TASK GOAL: Your answer must be an exact copy of every record below.

- - - - - - -

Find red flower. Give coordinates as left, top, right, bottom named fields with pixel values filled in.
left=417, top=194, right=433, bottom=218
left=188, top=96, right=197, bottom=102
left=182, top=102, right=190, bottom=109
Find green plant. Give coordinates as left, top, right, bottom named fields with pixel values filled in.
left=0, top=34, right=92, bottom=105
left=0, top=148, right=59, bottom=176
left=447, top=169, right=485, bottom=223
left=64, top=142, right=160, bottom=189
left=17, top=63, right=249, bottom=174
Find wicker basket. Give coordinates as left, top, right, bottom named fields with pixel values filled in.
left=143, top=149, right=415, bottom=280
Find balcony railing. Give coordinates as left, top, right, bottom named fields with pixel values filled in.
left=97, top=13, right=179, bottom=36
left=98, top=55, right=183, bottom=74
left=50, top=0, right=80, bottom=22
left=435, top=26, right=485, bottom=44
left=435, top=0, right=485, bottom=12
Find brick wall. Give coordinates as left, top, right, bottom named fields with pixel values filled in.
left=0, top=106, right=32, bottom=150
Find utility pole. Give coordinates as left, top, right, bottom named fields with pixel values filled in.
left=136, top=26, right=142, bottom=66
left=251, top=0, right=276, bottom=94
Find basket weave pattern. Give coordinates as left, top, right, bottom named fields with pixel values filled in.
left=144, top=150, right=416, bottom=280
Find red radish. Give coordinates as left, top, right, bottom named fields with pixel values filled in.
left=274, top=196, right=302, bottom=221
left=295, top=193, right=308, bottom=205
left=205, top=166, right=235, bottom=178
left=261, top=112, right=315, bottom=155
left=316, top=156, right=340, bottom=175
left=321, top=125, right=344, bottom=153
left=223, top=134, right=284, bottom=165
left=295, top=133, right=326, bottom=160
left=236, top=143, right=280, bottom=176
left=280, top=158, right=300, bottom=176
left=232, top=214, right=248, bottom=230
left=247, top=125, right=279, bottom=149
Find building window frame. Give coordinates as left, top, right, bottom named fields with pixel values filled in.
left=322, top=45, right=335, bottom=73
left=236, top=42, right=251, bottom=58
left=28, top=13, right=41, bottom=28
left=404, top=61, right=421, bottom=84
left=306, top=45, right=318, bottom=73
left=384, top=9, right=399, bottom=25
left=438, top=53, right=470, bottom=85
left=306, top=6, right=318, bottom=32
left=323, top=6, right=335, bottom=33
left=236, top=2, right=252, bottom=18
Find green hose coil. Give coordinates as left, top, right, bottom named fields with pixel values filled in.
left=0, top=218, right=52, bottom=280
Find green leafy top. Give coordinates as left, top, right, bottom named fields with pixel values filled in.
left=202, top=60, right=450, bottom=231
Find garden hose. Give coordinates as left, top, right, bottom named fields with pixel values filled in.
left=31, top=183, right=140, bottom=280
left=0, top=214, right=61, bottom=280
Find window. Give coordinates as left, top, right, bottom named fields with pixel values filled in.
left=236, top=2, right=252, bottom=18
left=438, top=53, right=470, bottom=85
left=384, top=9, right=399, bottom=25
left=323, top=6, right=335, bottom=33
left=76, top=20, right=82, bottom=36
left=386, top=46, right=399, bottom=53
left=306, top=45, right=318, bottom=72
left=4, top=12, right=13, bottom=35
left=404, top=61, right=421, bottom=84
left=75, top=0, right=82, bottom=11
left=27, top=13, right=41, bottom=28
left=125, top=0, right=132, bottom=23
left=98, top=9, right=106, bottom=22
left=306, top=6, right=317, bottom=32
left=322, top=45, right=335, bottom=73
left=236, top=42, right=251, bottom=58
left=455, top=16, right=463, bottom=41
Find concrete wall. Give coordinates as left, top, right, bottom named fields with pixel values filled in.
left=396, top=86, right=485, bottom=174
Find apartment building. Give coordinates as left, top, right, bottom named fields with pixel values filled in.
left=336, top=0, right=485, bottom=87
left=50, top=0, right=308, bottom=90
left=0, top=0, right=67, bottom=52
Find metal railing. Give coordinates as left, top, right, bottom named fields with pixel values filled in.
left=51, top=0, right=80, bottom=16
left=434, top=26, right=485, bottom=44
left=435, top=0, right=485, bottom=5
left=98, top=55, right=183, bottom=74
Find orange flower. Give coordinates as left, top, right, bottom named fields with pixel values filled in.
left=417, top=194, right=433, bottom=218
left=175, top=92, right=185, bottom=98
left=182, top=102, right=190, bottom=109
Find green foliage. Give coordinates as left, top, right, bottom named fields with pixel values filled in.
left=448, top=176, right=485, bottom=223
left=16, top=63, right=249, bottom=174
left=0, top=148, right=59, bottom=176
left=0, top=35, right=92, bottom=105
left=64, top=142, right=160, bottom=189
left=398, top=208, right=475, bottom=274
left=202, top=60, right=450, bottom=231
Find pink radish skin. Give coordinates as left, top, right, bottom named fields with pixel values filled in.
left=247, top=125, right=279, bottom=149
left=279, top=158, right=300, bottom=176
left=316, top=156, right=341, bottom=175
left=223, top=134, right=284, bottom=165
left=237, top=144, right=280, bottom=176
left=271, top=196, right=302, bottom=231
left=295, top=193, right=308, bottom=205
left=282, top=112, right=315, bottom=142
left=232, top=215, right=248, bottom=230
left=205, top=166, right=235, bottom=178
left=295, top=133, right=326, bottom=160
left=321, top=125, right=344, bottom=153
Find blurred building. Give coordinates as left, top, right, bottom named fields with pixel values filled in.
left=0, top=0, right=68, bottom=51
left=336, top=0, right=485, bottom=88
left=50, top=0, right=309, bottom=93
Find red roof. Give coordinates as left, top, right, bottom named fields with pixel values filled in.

- - - - - - -

COMPLETED EXERCISE:
Find red flower. Give coordinates as left, top, right, bottom named fields with pixel values filled in.
left=417, top=194, right=433, bottom=218
left=188, top=96, right=197, bottom=102
left=182, top=102, right=190, bottom=109
Find green plant. Give coordinates as left, top, right, bottom named fields with pixel values filled in.
left=0, top=34, right=92, bottom=105
left=0, top=148, right=59, bottom=176
left=447, top=169, right=485, bottom=223
left=64, top=142, right=160, bottom=189
left=17, top=63, right=249, bottom=174
Find wicker basket. Give coordinates as left, top, right, bottom named fields with pixel values filled in.
left=143, top=149, right=415, bottom=280
Find balcony railing. Give coordinates as left, top, right, bottom named fields with pixel values filled in.
left=97, top=13, right=179, bottom=36
left=98, top=55, right=183, bottom=74
left=50, top=0, right=80, bottom=22
left=435, top=26, right=485, bottom=44
left=435, top=0, right=485, bottom=12
Find brick wall. Give coordinates as left, top, right, bottom named fields with pixel values filled in.
left=0, top=106, right=32, bottom=150
Find utility pole. Give coordinates as left, top, right, bottom named fields with pixel values filled in.
left=136, top=26, right=142, bottom=66
left=251, top=0, right=276, bottom=94
Find basket weave pattern. Give coordinates as left, top, right, bottom named fields with pixel values filled in.
left=144, top=150, right=416, bottom=280
Find red radish. Give coordinates as left, top, right, bottom named fields with pixel values filled in.
left=274, top=196, right=302, bottom=221
left=295, top=193, right=308, bottom=205
left=205, top=166, right=235, bottom=178
left=261, top=112, right=315, bottom=155
left=316, top=156, right=340, bottom=175
left=321, top=125, right=344, bottom=153
left=223, top=134, right=284, bottom=165
left=295, top=133, right=326, bottom=160
left=236, top=143, right=280, bottom=176
left=280, top=158, right=300, bottom=176
left=232, top=214, right=248, bottom=230
left=247, top=125, right=279, bottom=149
Find building window frame. Give coordinates as left, top, right, bottom named fields with pixel values filled in.
left=322, top=45, right=335, bottom=73
left=236, top=42, right=251, bottom=58
left=28, top=13, right=41, bottom=28
left=404, top=61, right=421, bottom=84
left=306, top=45, right=318, bottom=73
left=384, top=9, right=399, bottom=25
left=438, top=53, right=470, bottom=85
left=306, top=6, right=318, bottom=32
left=323, top=6, right=335, bottom=33
left=236, top=2, right=252, bottom=18
Find green hose coil. Give coordinates as left, top, right, bottom named fields with pixel values filled in.
left=0, top=218, right=52, bottom=280
Find green leafy top. Give coordinates as left, top, right, bottom named fields with pixel values filled in.
left=202, top=60, right=450, bottom=231
Find garden hose. Give coordinates as left, top, right, bottom named fields with pixel values filled in.
left=31, top=183, right=140, bottom=280
left=0, top=214, right=61, bottom=280
Find window. Give coordinates as left, top, right, bottom named fields with pixel values filled in.
left=236, top=2, right=252, bottom=18
left=438, top=53, right=470, bottom=85
left=384, top=9, right=399, bottom=25
left=323, top=6, right=335, bottom=33
left=76, top=20, right=82, bottom=36
left=386, top=46, right=399, bottom=53
left=306, top=45, right=318, bottom=72
left=4, top=12, right=13, bottom=35
left=404, top=61, right=421, bottom=84
left=75, top=0, right=82, bottom=11
left=27, top=13, right=41, bottom=28
left=125, top=0, right=132, bottom=23
left=98, top=9, right=106, bottom=22
left=306, top=6, right=317, bottom=32
left=322, top=45, right=335, bottom=73
left=236, top=42, right=251, bottom=58
left=455, top=16, right=463, bottom=41
Find concrete wall. Give coordinates as left, top, right, bottom named fields with pixel values filled in.
left=396, top=86, right=485, bottom=174
Find apartment building. Give coordinates as left, top, right, bottom named fields with pixel values filled in.
left=336, top=0, right=485, bottom=87
left=50, top=0, right=308, bottom=90
left=0, top=0, right=67, bottom=52
Find metal railing. Give coordinates as left, top, right, bottom named fields with pixel values filled in.
left=51, top=0, right=80, bottom=16
left=434, top=26, right=485, bottom=44
left=435, top=0, right=485, bottom=5
left=98, top=55, right=183, bottom=74
Find orange flower. Give coordinates as left, top, right, bottom named fields with pixel values filled in.
left=417, top=194, right=433, bottom=218
left=175, top=92, right=185, bottom=98
left=182, top=102, right=190, bottom=109
Find green foliage. Give coordinates as left, top, right, bottom named fields with pixel values filled in.
left=448, top=176, right=485, bottom=223
left=16, top=63, right=249, bottom=174
left=0, top=148, right=59, bottom=176
left=0, top=35, right=92, bottom=105
left=64, top=142, right=160, bottom=189
left=398, top=208, right=475, bottom=274
left=202, top=60, right=450, bottom=231
Find pink radish skin. Give coordinates as left, top, right, bottom named fields with pixel values filled in.
left=247, top=125, right=279, bottom=149
left=279, top=158, right=300, bottom=176
left=316, top=156, right=341, bottom=175
left=223, top=134, right=284, bottom=165
left=237, top=144, right=280, bottom=176
left=271, top=196, right=302, bottom=231
left=295, top=193, right=308, bottom=205
left=282, top=112, right=315, bottom=142
left=232, top=215, right=248, bottom=230
left=205, top=166, right=235, bottom=178
left=295, top=133, right=326, bottom=160
left=321, top=125, right=344, bottom=153
Find blurred building. Give coordinates as left, top, right, bottom named fields with pixel values filled in.
left=0, top=0, right=68, bottom=51
left=336, top=0, right=485, bottom=88
left=50, top=0, right=309, bottom=93
Find red roof. Give coordinates as left, top, right, bottom named fields with pixel values filled in.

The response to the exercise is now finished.